**INSTRUCTIONS TO FOLLOW**
Reproduce all of the data below line for line, changing nothing.

**DATASET**
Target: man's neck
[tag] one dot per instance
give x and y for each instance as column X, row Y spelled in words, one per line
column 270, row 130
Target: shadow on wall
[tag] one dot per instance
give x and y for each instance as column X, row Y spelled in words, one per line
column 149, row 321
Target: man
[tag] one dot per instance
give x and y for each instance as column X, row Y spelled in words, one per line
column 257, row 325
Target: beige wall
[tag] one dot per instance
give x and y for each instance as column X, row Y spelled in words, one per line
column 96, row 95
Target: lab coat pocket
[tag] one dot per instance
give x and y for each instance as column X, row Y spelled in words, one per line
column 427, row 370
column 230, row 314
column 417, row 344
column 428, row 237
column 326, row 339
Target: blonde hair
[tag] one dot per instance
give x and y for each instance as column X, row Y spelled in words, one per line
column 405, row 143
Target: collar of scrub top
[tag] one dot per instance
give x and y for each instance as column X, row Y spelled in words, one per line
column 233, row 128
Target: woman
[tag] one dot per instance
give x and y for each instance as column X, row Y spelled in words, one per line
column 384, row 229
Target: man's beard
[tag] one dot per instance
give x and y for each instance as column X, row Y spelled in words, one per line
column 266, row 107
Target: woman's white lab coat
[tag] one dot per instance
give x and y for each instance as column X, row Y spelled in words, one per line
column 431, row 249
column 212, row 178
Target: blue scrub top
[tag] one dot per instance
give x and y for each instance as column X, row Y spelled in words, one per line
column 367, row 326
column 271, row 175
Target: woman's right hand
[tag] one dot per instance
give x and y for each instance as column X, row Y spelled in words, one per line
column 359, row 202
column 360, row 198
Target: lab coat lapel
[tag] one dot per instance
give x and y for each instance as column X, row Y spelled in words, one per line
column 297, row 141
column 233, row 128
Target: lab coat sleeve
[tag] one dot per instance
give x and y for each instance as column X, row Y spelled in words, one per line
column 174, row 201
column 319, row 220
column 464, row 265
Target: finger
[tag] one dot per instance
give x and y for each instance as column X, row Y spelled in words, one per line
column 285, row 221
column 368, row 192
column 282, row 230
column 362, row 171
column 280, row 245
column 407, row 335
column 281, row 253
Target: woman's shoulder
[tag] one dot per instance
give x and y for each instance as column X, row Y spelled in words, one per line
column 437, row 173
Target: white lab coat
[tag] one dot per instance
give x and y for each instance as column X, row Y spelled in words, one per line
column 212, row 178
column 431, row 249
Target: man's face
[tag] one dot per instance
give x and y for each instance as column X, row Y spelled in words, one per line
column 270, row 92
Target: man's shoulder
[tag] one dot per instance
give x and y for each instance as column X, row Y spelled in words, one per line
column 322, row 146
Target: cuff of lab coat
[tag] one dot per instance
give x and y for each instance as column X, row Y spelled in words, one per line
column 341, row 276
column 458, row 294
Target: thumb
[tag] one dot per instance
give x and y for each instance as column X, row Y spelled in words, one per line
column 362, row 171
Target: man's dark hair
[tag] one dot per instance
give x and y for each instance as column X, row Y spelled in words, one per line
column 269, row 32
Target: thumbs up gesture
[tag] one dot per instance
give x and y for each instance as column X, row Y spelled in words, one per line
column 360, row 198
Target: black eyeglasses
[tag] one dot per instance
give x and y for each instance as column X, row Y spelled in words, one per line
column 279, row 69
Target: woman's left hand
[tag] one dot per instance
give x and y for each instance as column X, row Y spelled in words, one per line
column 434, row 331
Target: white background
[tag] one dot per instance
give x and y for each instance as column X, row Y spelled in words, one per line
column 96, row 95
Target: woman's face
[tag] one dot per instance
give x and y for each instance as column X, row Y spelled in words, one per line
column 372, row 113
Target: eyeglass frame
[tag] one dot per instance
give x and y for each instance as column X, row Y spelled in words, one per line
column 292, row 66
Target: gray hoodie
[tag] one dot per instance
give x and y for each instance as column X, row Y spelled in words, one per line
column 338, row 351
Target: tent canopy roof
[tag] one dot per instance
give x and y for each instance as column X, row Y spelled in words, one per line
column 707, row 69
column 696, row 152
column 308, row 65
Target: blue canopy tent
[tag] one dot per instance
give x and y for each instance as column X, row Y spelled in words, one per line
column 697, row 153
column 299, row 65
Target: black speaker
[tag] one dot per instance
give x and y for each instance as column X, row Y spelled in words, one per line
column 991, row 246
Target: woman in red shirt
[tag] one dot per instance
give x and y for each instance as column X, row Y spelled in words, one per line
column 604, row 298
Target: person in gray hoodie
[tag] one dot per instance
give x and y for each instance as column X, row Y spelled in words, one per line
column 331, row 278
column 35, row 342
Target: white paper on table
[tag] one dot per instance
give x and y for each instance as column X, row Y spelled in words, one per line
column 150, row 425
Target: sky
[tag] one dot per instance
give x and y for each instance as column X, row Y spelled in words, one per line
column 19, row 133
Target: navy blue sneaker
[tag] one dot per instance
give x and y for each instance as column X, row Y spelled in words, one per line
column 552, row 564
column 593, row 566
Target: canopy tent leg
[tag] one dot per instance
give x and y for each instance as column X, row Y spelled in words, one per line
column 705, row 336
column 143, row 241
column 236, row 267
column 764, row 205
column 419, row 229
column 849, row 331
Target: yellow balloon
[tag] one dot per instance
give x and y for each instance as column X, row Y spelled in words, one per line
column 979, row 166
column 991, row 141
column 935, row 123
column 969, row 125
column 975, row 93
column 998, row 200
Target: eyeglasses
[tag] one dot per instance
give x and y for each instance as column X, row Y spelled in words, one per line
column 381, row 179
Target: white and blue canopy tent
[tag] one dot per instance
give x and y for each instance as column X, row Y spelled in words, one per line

**RESPONSE**
Target: man's neck
[tag] one dot per instance
give x and y for each instance as column X, row Y spelled in words, one per line
column 270, row 130
Target: shadow on wall
[tag] one dot per instance
give x and y for each instance as column X, row Y spelled in words, one per line
column 149, row 321
Target: man
[tag] one dot per instance
give x and y for each instance as column X, row Y spelled in words, one per line
column 257, row 325
Target: beige wall
[tag] one dot per instance
give x and y for each instance as column X, row Y spelled in words, one per line
column 96, row 95
Target: lab coat pocket
[tag] one dot per instance
give x and y for each instance as column X, row Y spelled in words, one per line
column 427, row 370
column 230, row 314
column 417, row 344
column 428, row 237
column 326, row 339
Target: blonde hair
[tag] one dot per instance
give x and y for each instance as column X, row Y spelled in words, one per line
column 405, row 143
Target: collar of scrub top
[tag] one dot per instance
give x and y for each instance as column X, row Y spelled in words, one per line
column 233, row 128
Target: woman
[tag] one dot per instance
give x and y for each instance as column X, row Y spelled in words, one per line
column 384, row 229
Target: man's beard
[tag] one dot per instance
give x and y for each instance as column X, row Y spelled in words, one per line
column 266, row 107
Target: woman's white lab coat
[tag] one dot per instance
give x and y for each instance as column X, row Y spelled in words, one per line
column 431, row 249
column 212, row 178
Target: blue scrub top
[tag] one dot per instance
give x and y for each instance as column X, row Y spelled in words, one per line
column 367, row 326
column 271, row 175
Target: woman's right hand
[tag] one dot per instance
give x and y for each instance as column X, row Y spelled in words, one per line
column 359, row 202
column 360, row 198
Target: lab coat lapel
[tag] one dot per instance
give x and y for each instance as column X, row Y spelled in words, one per line
column 297, row 141
column 233, row 128
Target: lab coat sleeve
[tag] one dot per instance
give x and y for each instance as column X, row Y spelled in words, one per line
column 174, row 201
column 319, row 220
column 464, row 265
Target: finger
[tag] one dot per instance
give x and y for each instance as column X, row Y spelled in words, one per line
column 285, row 221
column 368, row 192
column 282, row 230
column 362, row 171
column 280, row 245
column 407, row 335
column 281, row 253
Target: woman's shoulder
[tag] one dot per instance
give x and y for each instance as column X, row Y spelled in words, one per line
column 437, row 173
Target: white lab coat
[tag] one dot per instance
give x and y for each instance as column X, row Y spelled in words, one per line
column 212, row 178
column 431, row 249
Target: man's face
[tag] one dot per instance
give x and y for each instance as column X, row Y spelled in words, one per line
column 270, row 92
Target: man's shoulder
[tag] one dot per instance
give x and y for each instance as column X, row Y spelled in words, one per line
column 322, row 146
Target: cuff of lab coat
[tag] one dot per instance
give x and y for each instance as column X, row Y spelled in words, one per line
column 341, row 276
column 458, row 294
Target: thumb
[tag] one dot per instance
give x and y for each instance as column X, row Y spelled in words, one per line
column 362, row 171
Target: man's dark hair
[tag] one dot per instance
give x and y for each instance as column X, row Y spelled in words, one per line
column 269, row 32
Target: thumbs up gesture
[tag] one dot per instance
give x and y for each instance as column X, row Y spelled in words, one per line
column 360, row 198
Target: black eyeglasses
[tag] one dot per instance
give x and y for each instance as column X, row Y spelled in words, one per line
column 279, row 69
Target: woman's left hand
[tag] one dot per instance
give x and y for each instance as column X, row Y spelled in words, one per line
column 434, row 331
Target: white background
[tag] one dot per instance
give x and y for each instance as column X, row Y spelled in words, one per line
column 96, row 95
Target: woman's face
[tag] one dot per instance
give x and y for each instance as column X, row Y spelled in words, one per line
column 372, row 113
Target: eyeglass frame
[tag] one dot per instance
give x and y for each instance as column X, row Y spelled in words, one per line
column 292, row 66
Target: gray hoodie
[tag] one dot per instance
give x and y for each instance as column X, row Y spelled in words, one per line
column 338, row 351
Target: tent canopy roof
[tag] one dot per instance
give x and y for each instance as column X, row Y spelled in words, one per line
column 707, row 69
column 696, row 152
column 308, row 65
Target: blue canopy tent
[tag] one dot per instance
give x and y for each instance as column X, row Y spelled in words, one per line
column 697, row 153
column 299, row 65
Target: black speaker
[tag] one dot per instance
give x and y for each instance as column X, row Y spelled in words, one per line
column 991, row 246
Target: woman in red shirt
[tag] one dot per instance
give x and y for each instance as column X, row Y spelled in words, one per line
column 604, row 298
Target: person in gray hoodie
[tag] one dot per instance
give x and y for each instance as column X, row Y spelled in words, one per line
column 331, row 278
column 35, row 342
Target: white paper on table
[tag] one dot per instance
give x and y for each instance as column X, row Y spelled in words, one per line
column 150, row 425
Target: sky
[tag] one dot per instance
give x and y for each instance as column X, row Y spelled in words, one per line
column 19, row 133
Target: navy blue sneaker
[tag] one dot per instance
give x and y for each instance as column X, row Y spelled in words, one per line
column 552, row 564
column 593, row 566
Target: canopy tent leg
[tag] one dot per instance
give x and y for each instance as column X, row Y spelled in words, one per line
column 705, row 336
column 143, row 241
column 236, row 267
column 764, row 205
column 419, row 229
column 849, row 331
Target: yellow balloon
[tag] one dot per instance
give x and y for each instance as column X, row Y spelled in words, one per line
column 979, row 166
column 991, row 141
column 935, row 123
column 969, row 125
column 975, row 93
column 998, row 200
Target: eyeglasses
[tag] one dot per instance
give x and y for each instance as column X, row Y spelled in words, one per line
column 381, row 179
Target: white and blue canopy tent
[tag] one dot per instance
give x and y for each instance as column X, row Y spelled in words, one per line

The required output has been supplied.